* TASK REQUIREMENTS: Resume the mailing-list message below about a high-level Python optimizer, picking up right after its last line.

* DOCUMENT:
[summerofcode] High-level python optimizer.

Fri Jun 10 11:44:58 CEST 2005

Hi Vova,

It's very hard to prove anything about a program without a precise
type analysis. As Armin mentioned, implementing this alone, for
Python, represents quite an effort. But it is the most important thing
for optimizing pure Python: you can't specify types in Python (without
messing up your source code, or using Pyrex), but you can optimize
other things by hand. In my case, it's even more important, because
conversion to C++ essentially gives you most of the optimizations you
mention for free.  A really high-level optimization that remains in
this case is for example trying to allocate things on the stack, or
even statically preallocate them (because you do this manually in
C++). Other examples of high-level optimizations imo are for example
optimization of bounds checking, optimizing memory layout in many
ways, and removing 'intermediate lists' as in functional language
compilers.

But, I don't think a global approach can work well for even moderately
dynamic programs, as it's very hard to determine precisely what is
going on. (Consider just the use of reflection - it's formally
undecidable what kind of attribute names are involved, even without
user input.) A global approach then, can imo best consider a subset of
Python, and translate code into a language such as C++ (as it operates
at the same abstraction level as Python, and you get many
optimizations for free.) I really like the elegance of such a
solution: you can reuse lots of work done in for example GCC, and you
get the ultimate in speed for relatively 'static' programs - which
many people, or at least myself, mostly write. I love the syntax of
Python, but I don't really use for example dynamic typing for most of
the time (it's just convenient to be able to leave out type
declarations :D)

On the other hand, a non-global approach I think cannot do many
high-level optimizations, as it doesn't have enough information or
(when done during run-time) does not have the time to calculate the
right information. A non-global, run-time approach does seem like the
best long-term solution. With Moore's law and all, it can optimize
most code to an acceptable level, and still be able to work with the
full Python semantics.

So, I am left wondering a bit about the approach you would like to
take. If you take the global route, then why not convert to C++. But
that would be sort of the same thing as Starkiller and Shedskin (my
compiler) aim to do. If you take the non-global route, then real
high-level optimizations seem out of the question, or at least very
complicated? Maybe it would be best to look into the things Armin Rigo
and the others are doing with PyPy, perhaps find something you can
contribute there?

Finally, I have no idea whether the source code for Starkiller is
available, or if so, if it's readable. The website seems gone, and I
don't know what happened. Well, I know my source code is available,
but not very readable -^ (just mail me, and I'll send you this 6000
line can of worms) - I'll be probably still modifying it heavily for
the foreseeable future..

Mark. 

On 6/9/05, Vova <physics at list.ru> wrote:
> On Wednesday 08 June 2005 23:59, Brett C. wrote:
> > Vova wrote:
> > > Hello !
> > > This is my project proposal: High-level python optimizer.
> > >
> > > 1. Pre-history.
> > > Python optimization is difficult task because python's dynamic nature.
> > > Applying many of optimization techniques used in other (static typed)
> > > languages to python is almost impossible. There was an attempt to create
> > > python optimizer that works on the byte-code
> > > (http://www.foretec.com/python/workshops/1998-11/proceedings/papers/monta
> > >naro/montanaro.html), but it speeds-up execution only by a few percent.

* PROVIDED DATA:
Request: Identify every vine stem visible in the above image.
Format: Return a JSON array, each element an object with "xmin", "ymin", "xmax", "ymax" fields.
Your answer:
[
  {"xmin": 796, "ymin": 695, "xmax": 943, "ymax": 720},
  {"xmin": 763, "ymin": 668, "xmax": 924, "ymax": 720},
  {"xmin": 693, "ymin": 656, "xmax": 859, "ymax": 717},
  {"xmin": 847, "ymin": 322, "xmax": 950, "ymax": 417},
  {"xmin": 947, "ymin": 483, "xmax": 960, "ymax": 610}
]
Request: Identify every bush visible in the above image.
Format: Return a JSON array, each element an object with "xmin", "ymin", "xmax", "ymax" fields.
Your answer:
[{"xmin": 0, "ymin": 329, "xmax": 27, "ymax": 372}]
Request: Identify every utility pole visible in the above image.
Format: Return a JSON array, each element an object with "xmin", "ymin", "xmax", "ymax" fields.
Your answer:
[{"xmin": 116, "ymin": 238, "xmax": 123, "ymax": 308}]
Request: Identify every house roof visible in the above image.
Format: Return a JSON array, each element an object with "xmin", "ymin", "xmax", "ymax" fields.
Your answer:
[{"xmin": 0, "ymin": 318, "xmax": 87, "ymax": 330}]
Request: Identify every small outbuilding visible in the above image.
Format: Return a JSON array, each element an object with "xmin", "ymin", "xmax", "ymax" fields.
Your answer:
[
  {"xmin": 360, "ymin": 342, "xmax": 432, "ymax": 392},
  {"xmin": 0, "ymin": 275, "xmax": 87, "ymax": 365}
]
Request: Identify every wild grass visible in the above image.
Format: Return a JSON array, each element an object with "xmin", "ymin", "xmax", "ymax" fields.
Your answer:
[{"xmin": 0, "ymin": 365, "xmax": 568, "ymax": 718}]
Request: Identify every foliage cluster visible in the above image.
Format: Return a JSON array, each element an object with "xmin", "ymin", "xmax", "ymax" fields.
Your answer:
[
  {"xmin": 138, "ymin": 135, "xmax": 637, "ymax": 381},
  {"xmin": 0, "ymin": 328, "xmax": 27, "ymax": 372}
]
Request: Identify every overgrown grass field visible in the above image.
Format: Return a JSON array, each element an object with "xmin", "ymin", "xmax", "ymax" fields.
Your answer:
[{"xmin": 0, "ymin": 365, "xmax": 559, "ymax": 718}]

* TASK RESULT:
> > > Different approach is taken in the psyco project. It implements JIT
> > > compilation using run-time specialization. The results is very
> > > impressive. But psyco does only simple local run-time optimizations, it
> > > can't look at the whole program.
> >
> > The other issue with Psyco is it only works with x86.  Don't forget Python
> > does run on other platforms so getting optimizations for other
> > architectures is a very nice thing.
> >
> > > 2. Project proposal.
> > > My proposal is to create high-level optimizer, that will work on the
> > > source tree of the whole program. It will transform the source tree to
> > > data-flow graph that represents the flow of the data from program input
> > > (in general sence) to output. The goal is elimination of all
> > > unnecessarily dynamics i.e. making assumptions about actual types (and
> > > may be values) of variables and their life-times. Of course this can't be
> > > done for any variable in the program, but (usually) for most of them
> > > (just try to open any python program and traverse it from the very
> > > beginning visiting any called function). Once we have got this
> > > information we can apply a lot of traditional well-known optimization
> > > techniques as well as python-specific ones. Then we can compile and run
> > > optimized tree, or transform it back to python program. We can still use
> > > psyco for JIT, and maybe we can even provide psyco with gathered
> > > information about variable types.
> >
> > How are you planning to actually implement performance enhancements?  It is
> > one thing to get complete control flow information in a CFG and do the data
> > analysis, but Python's bytecode is in no way going to help you in terms of
> > performance improvement from this information with its lack of
> > type-specific bytecodes short of generating built-in types and LIST_APPEND.
> >
> > Are you going to add new bytecodes?
> No.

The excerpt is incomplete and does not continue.